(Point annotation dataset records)
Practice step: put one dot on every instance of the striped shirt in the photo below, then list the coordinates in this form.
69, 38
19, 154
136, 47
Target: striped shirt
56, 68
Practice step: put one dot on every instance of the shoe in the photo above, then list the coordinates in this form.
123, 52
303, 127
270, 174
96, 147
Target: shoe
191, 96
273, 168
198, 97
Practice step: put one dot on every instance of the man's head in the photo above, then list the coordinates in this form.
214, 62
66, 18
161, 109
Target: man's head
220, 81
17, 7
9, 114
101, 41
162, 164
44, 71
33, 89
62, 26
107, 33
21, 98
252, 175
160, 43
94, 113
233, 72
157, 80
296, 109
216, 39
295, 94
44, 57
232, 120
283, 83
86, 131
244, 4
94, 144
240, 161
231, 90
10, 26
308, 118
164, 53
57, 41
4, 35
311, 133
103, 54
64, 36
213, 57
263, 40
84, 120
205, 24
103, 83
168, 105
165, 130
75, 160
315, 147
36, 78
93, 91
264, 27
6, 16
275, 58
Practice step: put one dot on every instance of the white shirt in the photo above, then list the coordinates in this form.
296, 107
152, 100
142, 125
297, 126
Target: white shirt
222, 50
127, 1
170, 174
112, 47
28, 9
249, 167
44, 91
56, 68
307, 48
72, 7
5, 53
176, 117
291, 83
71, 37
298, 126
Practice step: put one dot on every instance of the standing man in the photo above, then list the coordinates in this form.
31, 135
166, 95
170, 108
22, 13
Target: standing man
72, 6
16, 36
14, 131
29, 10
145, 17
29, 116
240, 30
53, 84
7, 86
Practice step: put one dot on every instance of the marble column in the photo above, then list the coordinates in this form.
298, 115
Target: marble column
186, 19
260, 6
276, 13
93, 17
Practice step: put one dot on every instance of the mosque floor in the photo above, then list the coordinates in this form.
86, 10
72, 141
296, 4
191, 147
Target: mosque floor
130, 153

__WRITTEN EXERCISE__. Rewrite every one of the lines above, changing "Practice step" to "Exercise step" and leaving everything else as it is.

__THE SOLUTION__.
Exercise step: put one dot on every instance of the striped shirt in the photo below, then list the coordinates in this form.
69, 38
19, 154
136, 47
Target: striped shirt
56, 68
Exercise step: put one dot on every instance of the shoe in the photo above, then list the coordinates in this form.
123, 52
303, 127
270, 174
96, 147
Target: shoe
191, 96
273, 168
198, 97
Exercise step: put one dot on every instance of the man's head in the photo above, then list the coordinates in this form.
214, 62
66, 18
161, 109
Target: man's head
220, 81
17, 7
9, 114
101, 41
162, 164
44, 71
33, 89
62, 26
107, 33
21, 98
252, 175
160, 43
94, 113
233, 72
157, 80
296, 109
216, 39
295, 94
44, 57
232, 120
283, 83
86, 131
244, 4
94, 144
240, 161
231, 90
10, 26
308, 118
164, 53
57, 41
4, 35
311, 133
103, 54
64, 36
213, 57
263, 40
84, 120
205, 24
103, 83
168, 105
165, 130
75, 160
315, 147
36, 78
93, 91
264, 27
6, 16
275, 58
Exercise step: put one dot on every instance of the white shirt in the photo above, then list the coordinates in this form.
296, 107
152, 100
142, 125
297, 126
Target: white shirt
222, 50
127, 1
170, 174
112, 47
28, 9
249, 167
44, 91
56, 68
307, 48
72, 7
5, 53
176, 117
291, 83
71, 37
298, 126
Exercise step: put one dot on every instance of the standing man in the photo above, then list the coordinates in this form.
31, 135
166, 95
170, 108
22, 13
Target: standing man
72, 6
16, 36
14, 131
29, 10
145, 17
29, 116
240, 30
53, 84
7, 86
Exercise step: put one dot on every instance of the marble column in the photo above, then list the coordinates in this form.
298, 115
Target: marble column
186, 19
260, 6
276, 13
93, 17
Exercise step: put one dot on every instance of the mosque floor in the photo above, then list the coordinates in this form.
86, 10
72, 141
296, 4
191, 147
Target: mosque floor
130, 153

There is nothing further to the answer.